» **ТЕКСТ ДЛЯ ЧТЕНИЯ**:
....................

Спросите любого средне-образованного человека — и, наверное, почти всякий вам скажет, что масоны сыграли в истории России роковую роль. Таков стереотип, вызубренный многими поколениями. Но спросите тех же людей про Яблочкова, русского самородка-изобретателя, и вам наверняка с благообразной улыбкой ответят, что этот принес России славу и мировое признание. Большинство даже не подозревает, что Павел Яблочков, осветивший когда-то своими лампами почти все европейские столицы, был не просто масоном, а досточтимым мастером и создателем ложи «Космос». Это, очевидно, было для него даже важнее, чем триумф изобретателя (который, впрочем, продлился совсем не долго). И его история — это история человека, который как раз пытался что-то изменить в сознании своих соотечественников. Пытался, но не смог.
Он родился осенью 1847 года в селе Яблочково Саратовской губернии, в фамильном имении. Его отец происходил из древнего дворянского рода, но увы, обедневшего, так что «имение» это было одно слово: ветхий домик да пара десятков крепостных. Говорят, что с раннего детства у Павла были все задатки изобретателя: он, вроде бы, придумал незамысловатый угломер для землемерных работ, которым пользовались потом крестьяне соседних деревень, и приладил к телеге счетчик, который считал пройденный ею путь (прообраз современного одометра). Одним словом, мальчик был талантливый. Вот только для его обучения денег в семье категорически не было. Поэтому домашнее образование родители давали сыну сами, благо отец отучился в свое время в Морском кадетском корпусе в Петербурге, но по состоянию здоровья рано вышел в отставку. Теперь ему, конечно, мечталось, что сын пойдет по его стопам, и посвятит жизнь армейской службе.

....................

» **ЗАДАНИЕ 1**: Когда, согласно тексту о Яблочкове, он родился?
» **ЗАДАНИЕ 2**: Подхватите рассказ о Павле Яблочкове и продолжите его после последнего предложения.

....................

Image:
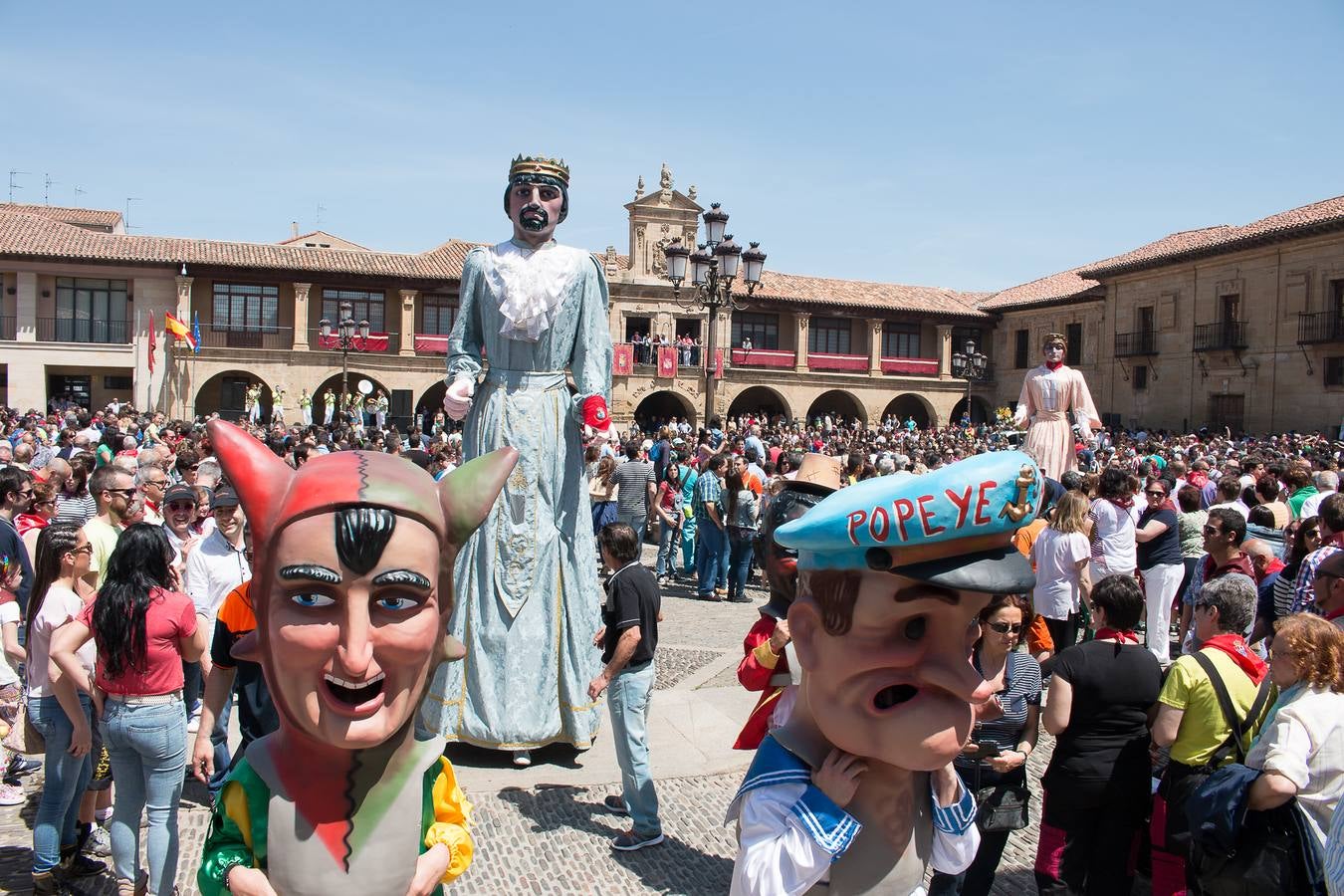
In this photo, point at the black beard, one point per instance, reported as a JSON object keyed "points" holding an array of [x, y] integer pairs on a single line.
{"points": [[534, 218]]}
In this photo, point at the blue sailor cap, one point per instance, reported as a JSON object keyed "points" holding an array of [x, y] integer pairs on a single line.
{"points": [[952, 527]]}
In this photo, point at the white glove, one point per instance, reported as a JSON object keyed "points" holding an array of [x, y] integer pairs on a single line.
{"points": [[457, 399]]}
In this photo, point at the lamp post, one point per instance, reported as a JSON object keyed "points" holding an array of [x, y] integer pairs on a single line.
{"points": [[714, 266], [349, 336], [971, 367]]}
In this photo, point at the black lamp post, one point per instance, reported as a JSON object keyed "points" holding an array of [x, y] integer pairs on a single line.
{"points": [[349, 337], [714, 266], [971, 367]]}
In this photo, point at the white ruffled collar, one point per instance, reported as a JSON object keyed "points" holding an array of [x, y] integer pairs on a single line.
{"points": [[531, 285]]}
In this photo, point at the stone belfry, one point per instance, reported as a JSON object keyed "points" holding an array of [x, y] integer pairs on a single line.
{"points": [[656, 219]]}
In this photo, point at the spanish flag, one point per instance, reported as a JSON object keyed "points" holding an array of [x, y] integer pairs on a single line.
{"points": [[179, 330]]}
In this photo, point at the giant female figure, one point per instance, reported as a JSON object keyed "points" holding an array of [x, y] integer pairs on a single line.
{"points": [[529, 599]]}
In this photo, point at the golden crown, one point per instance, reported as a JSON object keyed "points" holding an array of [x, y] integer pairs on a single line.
{"points": [[540, 165]]}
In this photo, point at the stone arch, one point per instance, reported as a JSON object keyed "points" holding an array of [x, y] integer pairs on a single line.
{"points": [[761, 398], [661, 404], [837, 402], [223, 394], [911, 404], [980, 411]]}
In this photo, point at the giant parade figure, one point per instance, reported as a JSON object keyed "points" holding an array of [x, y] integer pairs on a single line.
{"points": [[1048, 394], [856, 792], [529, 599], [352, 587]]}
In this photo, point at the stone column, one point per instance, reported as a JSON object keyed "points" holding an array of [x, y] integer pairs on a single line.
{"points": [[300, 342], [409, 323], [945, 350], [26, 322], [799, 344]]}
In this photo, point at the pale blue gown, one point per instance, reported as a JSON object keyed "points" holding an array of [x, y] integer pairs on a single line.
{"points": [[529, 600]]}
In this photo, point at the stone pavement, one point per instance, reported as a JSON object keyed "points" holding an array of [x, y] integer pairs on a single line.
{"points": [[544, 830]]}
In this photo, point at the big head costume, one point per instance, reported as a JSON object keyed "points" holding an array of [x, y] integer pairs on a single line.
{"points": [[893, 572], [352, 585]]}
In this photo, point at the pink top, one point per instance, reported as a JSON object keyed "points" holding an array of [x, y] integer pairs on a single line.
{"points": [[169, 618]]}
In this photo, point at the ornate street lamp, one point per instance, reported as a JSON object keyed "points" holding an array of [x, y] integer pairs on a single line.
{"points": [[714, 265], [971, 367], [349, 336]]}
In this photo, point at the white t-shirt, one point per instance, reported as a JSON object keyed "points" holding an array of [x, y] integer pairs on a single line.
{"points": [[1113, 538], [1056, 555], [8, 612], [61, 606]]}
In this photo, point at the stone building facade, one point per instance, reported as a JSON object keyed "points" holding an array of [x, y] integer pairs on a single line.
{"points": [[1239, 326]]}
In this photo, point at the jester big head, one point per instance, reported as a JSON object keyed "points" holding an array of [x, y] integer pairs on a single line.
{"points": [[352, 579]]}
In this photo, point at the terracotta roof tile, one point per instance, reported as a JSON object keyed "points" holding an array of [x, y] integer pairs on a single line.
{"points": [[794, 289], [1056, 287], [1224, 238], [95, 216]]}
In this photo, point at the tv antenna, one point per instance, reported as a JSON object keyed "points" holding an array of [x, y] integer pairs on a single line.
{"points": [[14, 185], [125, 219]]}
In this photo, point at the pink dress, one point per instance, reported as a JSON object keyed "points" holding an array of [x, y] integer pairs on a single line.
{"points": [[1045, 399]]}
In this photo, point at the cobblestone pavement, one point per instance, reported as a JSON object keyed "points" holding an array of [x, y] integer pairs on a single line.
{"points": [[553, 838]]}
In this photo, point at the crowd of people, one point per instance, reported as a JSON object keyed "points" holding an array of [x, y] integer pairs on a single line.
{"points": [[1168, 568]]}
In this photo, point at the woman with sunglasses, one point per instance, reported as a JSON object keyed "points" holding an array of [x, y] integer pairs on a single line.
{"points": [[58, 710], [1158, 537], [1005, 735], [1097, 791]]}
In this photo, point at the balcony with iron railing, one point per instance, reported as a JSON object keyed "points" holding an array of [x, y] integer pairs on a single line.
{"points": [[81, 330], [1320, 327], [1221, 336], [1135, 344]]}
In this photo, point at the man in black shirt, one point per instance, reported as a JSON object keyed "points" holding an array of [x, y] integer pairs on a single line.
{"points": [[628, 638]]}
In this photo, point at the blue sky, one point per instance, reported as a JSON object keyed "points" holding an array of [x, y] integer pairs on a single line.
{"points": [[972, 145]]}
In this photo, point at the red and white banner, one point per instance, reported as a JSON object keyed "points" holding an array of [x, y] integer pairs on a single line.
{"points": [[622, 358], [667, 361]]}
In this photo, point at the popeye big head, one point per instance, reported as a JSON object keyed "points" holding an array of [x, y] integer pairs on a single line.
{"points": [[537, 198], [893, 572], [352, 580]]}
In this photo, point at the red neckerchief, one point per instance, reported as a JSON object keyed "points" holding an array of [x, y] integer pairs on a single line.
{"points": [[1233, 646]]}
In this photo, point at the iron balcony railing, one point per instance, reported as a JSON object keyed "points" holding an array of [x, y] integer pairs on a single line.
{"points": [[1320, 327], [1222, 336], [1136, 342]]}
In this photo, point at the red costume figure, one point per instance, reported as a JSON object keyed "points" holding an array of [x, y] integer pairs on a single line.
{"points": [[765, 665]]}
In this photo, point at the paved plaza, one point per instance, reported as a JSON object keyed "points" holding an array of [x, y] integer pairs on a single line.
{"points": [[544, 829]]}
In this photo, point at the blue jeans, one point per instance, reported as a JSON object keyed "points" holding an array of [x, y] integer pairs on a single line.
{"points": [[628, 699], [711, 559], [66, 780], [668, 538], [742, 543], [148, 749]]}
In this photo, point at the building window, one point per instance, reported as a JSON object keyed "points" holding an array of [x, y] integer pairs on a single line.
{"points": [[91, 311], [828, 336], [437, 315], [246, 307], [763, 330], [1335, 371], [899, 340], [367, 307], [1074, 336]]}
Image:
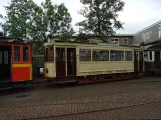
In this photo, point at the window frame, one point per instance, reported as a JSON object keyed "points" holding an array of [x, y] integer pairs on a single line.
{"points": [[114, 40], [150, 55], [111, 60], [95, 50], [20, 57], [84, 56], [23, 53], [127, 42], [47, 53], [128, 56]]}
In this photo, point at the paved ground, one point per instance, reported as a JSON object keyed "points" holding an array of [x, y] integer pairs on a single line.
{"points": [[134, 99]]}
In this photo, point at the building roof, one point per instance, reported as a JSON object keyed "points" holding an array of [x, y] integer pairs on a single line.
{"points": [[148, 27]]}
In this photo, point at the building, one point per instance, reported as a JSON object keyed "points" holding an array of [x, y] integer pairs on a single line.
{"points": [[150, 39]]}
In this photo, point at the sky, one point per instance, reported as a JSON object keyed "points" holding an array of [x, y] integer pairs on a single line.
{"points": [[137, 14]]}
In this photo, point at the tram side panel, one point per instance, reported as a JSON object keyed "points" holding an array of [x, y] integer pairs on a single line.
{"points": [[21, 63], [91, 69]]}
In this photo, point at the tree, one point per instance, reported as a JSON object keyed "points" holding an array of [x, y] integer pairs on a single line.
{"points": [[17, 18], [57, 20], [101, 16], [26, 20]]}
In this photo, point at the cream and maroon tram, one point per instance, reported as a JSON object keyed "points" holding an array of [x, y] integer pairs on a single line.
{"points": [[15, 62], [87, 63]]}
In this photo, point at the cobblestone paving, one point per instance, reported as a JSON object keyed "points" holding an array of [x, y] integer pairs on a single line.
{"points": [[134, 99]]}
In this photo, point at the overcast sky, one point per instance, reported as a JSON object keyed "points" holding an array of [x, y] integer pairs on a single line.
{"points": [[137, 14]]}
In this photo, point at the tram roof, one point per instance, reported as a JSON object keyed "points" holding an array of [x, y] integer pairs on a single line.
{"points": [[52, 42]]}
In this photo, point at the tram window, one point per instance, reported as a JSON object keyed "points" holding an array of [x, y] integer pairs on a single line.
{"points": [[150, 55], [16, 53], [128, 55], [25, 54], [5, 57], [85, 55], [116, 55], [46, 54], [100, 55], [51, 54], [0, 57]]}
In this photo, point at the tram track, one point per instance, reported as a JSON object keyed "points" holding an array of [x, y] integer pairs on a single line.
{"points": [[93, 111]]}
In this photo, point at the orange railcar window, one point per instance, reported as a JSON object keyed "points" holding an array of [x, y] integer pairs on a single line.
{"points": [[51, 54], [46, 54], [25, 54], [17, 53]]}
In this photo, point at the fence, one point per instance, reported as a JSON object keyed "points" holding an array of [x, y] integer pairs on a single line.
{"points": [[37, 62]]}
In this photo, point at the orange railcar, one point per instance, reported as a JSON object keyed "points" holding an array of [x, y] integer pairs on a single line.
{"points": [[15, 63]]}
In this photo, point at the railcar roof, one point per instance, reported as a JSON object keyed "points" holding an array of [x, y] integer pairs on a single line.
{"points": [[74, 43]]}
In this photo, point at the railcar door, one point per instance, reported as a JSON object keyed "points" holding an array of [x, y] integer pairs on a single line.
{"points": [[71, 62], [141, 61], [5, 63], [60, 62], [136, 61]]}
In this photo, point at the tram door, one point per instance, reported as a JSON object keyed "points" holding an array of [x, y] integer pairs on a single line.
{"points": [[141, 61], [71, 62], [5, 63], [60, 62], [136, 61]]}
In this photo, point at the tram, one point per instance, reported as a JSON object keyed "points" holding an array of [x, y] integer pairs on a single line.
{"points": [[15, 62], [85, 63]]}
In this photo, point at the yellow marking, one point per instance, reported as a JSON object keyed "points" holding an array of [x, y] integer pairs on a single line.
{"points": [[24, 65]]}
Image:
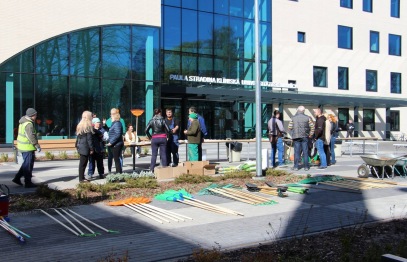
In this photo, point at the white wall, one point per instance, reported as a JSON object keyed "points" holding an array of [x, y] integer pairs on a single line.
{"points": [[26, 23], [319, 19]]}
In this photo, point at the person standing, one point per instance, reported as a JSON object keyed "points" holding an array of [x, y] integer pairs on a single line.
{"points": [[334, 135], [84, 143], [320, 137], [116, 139], [27, 144], [98, 138], [276, 133], [131, 137], [172, 143], [203, 129], [194, 135], [350, 127], [160, 131], [327, 139], [302, 128], [106, 125]]}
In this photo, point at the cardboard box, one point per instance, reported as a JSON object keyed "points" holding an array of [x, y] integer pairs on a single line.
{"points": [[163, 172], [195, 171], [179, 170], [209, 170]]}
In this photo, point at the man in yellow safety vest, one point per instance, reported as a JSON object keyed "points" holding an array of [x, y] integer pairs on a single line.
{"points": [[27, 144]]}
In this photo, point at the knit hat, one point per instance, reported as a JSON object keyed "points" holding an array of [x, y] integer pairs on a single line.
{"points": [[95, 120], [30, 112], [193, 116]]}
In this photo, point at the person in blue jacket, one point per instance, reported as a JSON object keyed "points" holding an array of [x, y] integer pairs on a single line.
{"points": [[116, 139], [202, 126]]}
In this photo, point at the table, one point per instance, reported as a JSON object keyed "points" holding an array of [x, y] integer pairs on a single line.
{"points": [[143, 143], [361, 141]]}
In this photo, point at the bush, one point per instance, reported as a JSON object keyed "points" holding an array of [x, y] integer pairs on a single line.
{"points": [[49, 155]]}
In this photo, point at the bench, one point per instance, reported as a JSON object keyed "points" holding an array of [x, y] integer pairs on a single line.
{"points": [[359, 147], [55, 144], [398, 146]]}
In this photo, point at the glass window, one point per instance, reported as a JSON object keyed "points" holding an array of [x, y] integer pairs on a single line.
{"points": [[205, 33], [320, 76], [248, 39], [346, 3], [85, 52], [236, 38], [249, 9], [236, 8], [189, 31], [116, 51], [368, 6], [345, 37], [21, 63], [172, 28], [374, 42], [145, 53], [394, 120], [205, 5], [343, 78], [395, 8], [189, 64], [369, 120], [394, 45], [191, 4], [395, 82], [172, 2], [222, 7], [343, 117], [52, 56], [221, 37], [371, 80], [172, 65], [265, 10], [52, 104], [301, 37]]}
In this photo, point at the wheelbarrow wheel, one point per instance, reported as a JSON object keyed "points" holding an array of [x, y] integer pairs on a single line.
{"points": [[363, 171]]}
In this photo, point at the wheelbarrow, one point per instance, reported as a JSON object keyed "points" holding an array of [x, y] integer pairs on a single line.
{"points": [[376, 164]]}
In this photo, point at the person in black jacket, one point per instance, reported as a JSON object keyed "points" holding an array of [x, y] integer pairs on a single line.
{"points": [[160, 131], [116, 139], [84, 144]]}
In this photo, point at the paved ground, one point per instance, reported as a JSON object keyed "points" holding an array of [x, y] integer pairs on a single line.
{"points": [[146, 240]]}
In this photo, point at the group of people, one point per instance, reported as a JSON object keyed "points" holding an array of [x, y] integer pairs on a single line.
{"points": [[164, 134], [305, 134]]}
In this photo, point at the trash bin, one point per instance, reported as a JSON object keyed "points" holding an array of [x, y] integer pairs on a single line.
{"points": [[236, 149]]}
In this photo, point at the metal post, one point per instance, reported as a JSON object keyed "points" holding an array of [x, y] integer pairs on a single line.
{"points": [[258, 91]]}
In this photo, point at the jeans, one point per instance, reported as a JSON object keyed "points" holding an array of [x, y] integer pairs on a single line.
{"points": [[320, 147], [156, 143], [83, 162], [301, 146], [333, 139], [117, 156], [98, 159], [279, 146], [110, 159], [172, 149], [193, 152], [26, 169]]}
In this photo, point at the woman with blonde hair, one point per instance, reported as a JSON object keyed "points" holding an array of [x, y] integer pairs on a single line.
{"points": [[116, 139], [84, 144], [334, 135]]}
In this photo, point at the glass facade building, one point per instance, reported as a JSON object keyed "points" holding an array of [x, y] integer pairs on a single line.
{"points": [[93, 69]]}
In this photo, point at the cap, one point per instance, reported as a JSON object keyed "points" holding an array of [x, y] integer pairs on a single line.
{"points": [[193, 116], [95, 120], [30, 112]]}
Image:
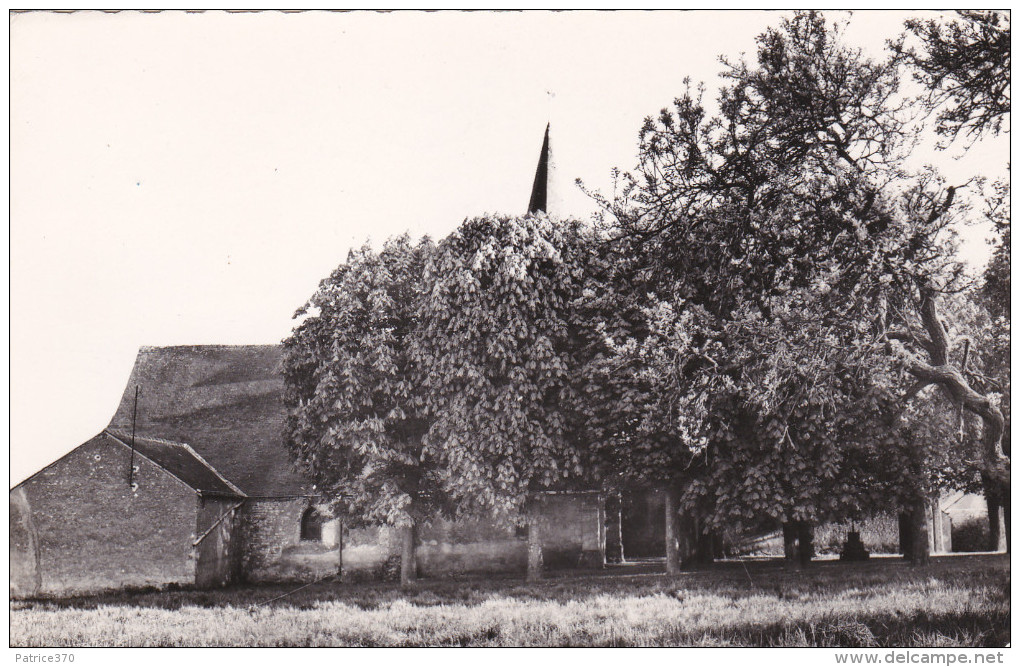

....................

» **ОТВЕТ 1**: Осенью 1847 года.

» **ОТВЕТ 2**:
Но военная карьера Павла не привлекала. Хоть он и обладал гигантским, под два метра, ростом, но был неловким, как Пьер Безухов, и военная дисциплина казалась ему отвратительной. Тем не менее, ему пришлось закончить Николаевское инженерное училище, а потом (по настоянию родителей) отслужить почти год в саперном батальоне, в Киеве. В 1869 году его, после долгих рапортов и увещеваний, командировали в Техническое гальваническое заведение в Кронштадте, где готовили военных специалистов в области электротехники. В основном (это была модная военная тема) минеров, взрывавших мины по проводам. В этом училище перед юношей открылся целый мир электричества, с динамо-машинами, «вольтовыми столбами», и другими чудесами. Но взрывать Яблочков никого не хотел, и потому в 1872 году окончательно уволился в запас, чтобы устроиться на гражданскую службу. Как раз по «электрической» специальности. На Московско-Курской железной дороге он получил место начальника службы телеграфа. Говорят, там он сделал и свои первые изобретения, что-то улучшив в телеграфном аппарате. Но что именно — неизвестно. Телеграфные аппараты того времени были настолько несовершенными, что улучшить в них можно было буквально все.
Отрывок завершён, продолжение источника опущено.